Start of Passage

Krzysztof Gerlach, Managing Director for Corporate Clients and Financial Markets at mBank, pointed out that banking processes are being redesigned to use AI.
Jarosław Królewski, the founder of Synerise, argued that all companies face a "decade of experimentation and searching for identity ". - These models will become very similar to each other, so as organizations we must look for distinguishing features through our culture, through the cooperation of both technology and people - he said and added:
Companies need to learn to discover talent.

Experts emphasized that implementation goals (so-called use cases) must be precisely defined, and not just testing for the sake of testing. As Dr. Dominika Bosek-Rak from the Department of Management Theory at the Warsaw School of Economics noted, it is often the employees themselves who start testing AI. She also shared the results of the analysis that her university conducted in listed companies.

End of Passage
Start of Information given

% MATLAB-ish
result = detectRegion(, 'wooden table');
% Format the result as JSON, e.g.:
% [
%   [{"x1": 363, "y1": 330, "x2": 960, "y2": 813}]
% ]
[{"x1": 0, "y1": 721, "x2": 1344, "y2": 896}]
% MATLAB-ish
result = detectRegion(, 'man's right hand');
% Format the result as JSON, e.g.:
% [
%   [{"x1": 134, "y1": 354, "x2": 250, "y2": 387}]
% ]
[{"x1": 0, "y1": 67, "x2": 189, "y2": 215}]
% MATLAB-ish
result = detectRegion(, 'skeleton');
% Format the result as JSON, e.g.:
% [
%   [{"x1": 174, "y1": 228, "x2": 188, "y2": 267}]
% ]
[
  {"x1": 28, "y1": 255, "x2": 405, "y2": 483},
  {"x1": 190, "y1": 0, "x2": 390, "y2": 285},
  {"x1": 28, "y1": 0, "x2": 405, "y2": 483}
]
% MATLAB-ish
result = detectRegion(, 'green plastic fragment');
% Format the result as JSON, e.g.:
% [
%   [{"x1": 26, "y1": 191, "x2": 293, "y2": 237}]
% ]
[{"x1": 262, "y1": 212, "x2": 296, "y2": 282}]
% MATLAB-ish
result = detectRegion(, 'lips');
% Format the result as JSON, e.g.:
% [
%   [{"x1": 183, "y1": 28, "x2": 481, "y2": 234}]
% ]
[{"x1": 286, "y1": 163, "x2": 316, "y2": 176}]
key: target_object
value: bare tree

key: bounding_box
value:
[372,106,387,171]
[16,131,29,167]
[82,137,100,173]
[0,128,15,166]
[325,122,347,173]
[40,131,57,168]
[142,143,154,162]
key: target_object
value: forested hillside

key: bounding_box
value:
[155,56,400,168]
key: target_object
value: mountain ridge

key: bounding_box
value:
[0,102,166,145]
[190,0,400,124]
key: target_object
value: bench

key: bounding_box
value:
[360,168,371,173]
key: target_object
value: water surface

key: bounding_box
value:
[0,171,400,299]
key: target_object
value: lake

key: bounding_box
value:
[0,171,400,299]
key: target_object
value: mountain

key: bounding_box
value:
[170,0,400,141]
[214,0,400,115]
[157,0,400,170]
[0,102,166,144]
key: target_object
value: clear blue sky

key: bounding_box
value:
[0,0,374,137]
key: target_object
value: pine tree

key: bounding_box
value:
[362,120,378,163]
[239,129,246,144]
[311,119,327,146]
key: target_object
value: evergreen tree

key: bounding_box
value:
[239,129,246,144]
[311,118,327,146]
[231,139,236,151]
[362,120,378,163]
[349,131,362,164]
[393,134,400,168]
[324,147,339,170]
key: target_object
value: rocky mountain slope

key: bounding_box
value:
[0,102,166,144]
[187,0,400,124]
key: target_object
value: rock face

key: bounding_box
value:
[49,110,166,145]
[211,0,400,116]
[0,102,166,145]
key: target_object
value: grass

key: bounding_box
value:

End of Information given

(What is asked):
A – In the AI-in-business text, revise the part that begins with the words "Jarosław Królewski, the" and ends with "to discover talent.", replacing "talent" with "skills".
B – Name every person mentioned in the AI-in-business text.
C – Extend the text on companies adopting AI with the next few sentences.

(Responses):
A –
Jarosław Królewski, the founder of Synerise, argued that all companies face a "decade of experimentation and searching for identity ". - These models will become very similar to each other, so as organizations we must look for distinguishing features through our culture, through the cooperation of both technology and people - he said and added:
Companies need to learn to discover skills.

B –
Krzysztof Gerlach
Jarosław Królewski
Dominika Bosek-Rak

C –
It turned out that all of them are interested in AI and are analyzing the potential for implementation. - 75% of companies are conducting pilots, while 62% declared that they have at least one implementation. At the same time, only one third of listed companies see the potential to reduce costs or increase revenues in connection with the implementation of AI - said Bosek-Rak, adding that as many as 86% of companies do not prohibit employees from using external AI tools. At the same time, 58% do not see the need to create rules for the ethical use of AI in their companies. - This is shocking, considering the fact that they allow their employees to use these tools widely - the researcher concluded.

According to the panelists, in the future AI will be a support, not competition for humans , and companies must build differentiators around organizational culture and the ability to collaborate with technology.